==== SUPPLIED DATA

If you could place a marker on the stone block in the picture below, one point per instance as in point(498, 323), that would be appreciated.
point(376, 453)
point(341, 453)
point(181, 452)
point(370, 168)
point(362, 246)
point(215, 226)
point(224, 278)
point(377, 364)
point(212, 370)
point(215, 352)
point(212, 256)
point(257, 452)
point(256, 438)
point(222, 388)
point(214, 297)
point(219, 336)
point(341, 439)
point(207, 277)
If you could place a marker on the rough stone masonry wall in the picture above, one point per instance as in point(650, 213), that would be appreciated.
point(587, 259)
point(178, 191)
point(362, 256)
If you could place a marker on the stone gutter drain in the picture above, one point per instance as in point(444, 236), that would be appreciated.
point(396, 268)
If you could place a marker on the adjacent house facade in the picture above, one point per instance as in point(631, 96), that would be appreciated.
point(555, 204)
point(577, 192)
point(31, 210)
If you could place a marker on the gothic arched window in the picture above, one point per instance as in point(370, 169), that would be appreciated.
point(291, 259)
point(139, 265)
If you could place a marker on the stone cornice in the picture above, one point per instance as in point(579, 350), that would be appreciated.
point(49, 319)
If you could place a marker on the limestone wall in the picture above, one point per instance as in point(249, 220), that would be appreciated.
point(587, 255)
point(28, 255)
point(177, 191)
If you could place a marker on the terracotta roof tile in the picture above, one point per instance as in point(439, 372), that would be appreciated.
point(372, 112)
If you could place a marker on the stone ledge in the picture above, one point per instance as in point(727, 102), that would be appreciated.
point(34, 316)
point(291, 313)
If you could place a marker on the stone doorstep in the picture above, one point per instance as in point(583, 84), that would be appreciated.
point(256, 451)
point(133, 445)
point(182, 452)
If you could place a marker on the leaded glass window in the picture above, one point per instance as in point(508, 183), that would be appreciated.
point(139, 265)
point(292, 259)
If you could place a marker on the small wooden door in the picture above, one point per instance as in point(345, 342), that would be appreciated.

========

Word for word, print every line above.

▶ SOLUTION TO THIS TASK
If you could place a marker on the stone block in the picture below, one point per instance as in point(498, 323), that would be appreciated.
point(376, 453)
point(341, 453)
point(181, 452)
point(370, 168)
point(362, 246)
point(215, 226)
point(224, 278)
point(377, 364)
point(212, 370)
point(215, 352)
point(212, 256)
point(257, 452)
point(256, 438)
point(222, 388)
point(214, 297)
point(219, 336)
point(341, 439)
point(207, 277)
If you could place a marker on the rough stone masonry wall in the picture above, one point per instance as in point(650, 213), that would be appreciated.
point(587, 259)
point(178, 191)
point(362, 256)
If you could place a marker on the stone gutter drain in the picture above, one point per instance as in point(444, 236), that would be appreciated.
point(396, 268)
If you could place a marker on the adjacent house facade in the picture above, one point per instance as in point(631, 96), that would be appreciated.
point(555, 204)
point(577, 192)
point(31, 210)
If you could place a marker on the gothic arched window in the picture above, one point per instance as in point(370, 169), that would be appreciated.
point(291, 259)
point(139, 265)
If you could place a marker on the stone cornice in the picture above, one point per instance as in point(579, 350), that would be appreciated.
point(49, 319)
If you could place a marker on the limestone wall in the picture above, one point per instance as in point(249, 220), that would be appreciated.
point(587, 255)
point(28, 255)
point(177, 191)
If you could place a marker on the terracotta roof tile in the picture above, one point per instance as in point(439, 372), that would be appreciated.
point(372, 112)
If you could place a marker on the stone ledge in the picture above, one point per instance as in point(727, 102), that would be appreciated.
point(34, 316)
point(291, 313)
If you could place a marker on the stone doorstep in the picture above, one point per instance as in point(583, 84), that would be appreciated.
point(256, 451)
point(133, 445)
point(182, 452)
If you could place a marker on the leaded glass window in the picture above, one point per instance as in point(508, 183), that would be appreciated.
point(139, 265)
point(292, 259)
If you could place a marker on the small wooden door in the picture above, one point per instance as in point(345, 342), that would be appreciated.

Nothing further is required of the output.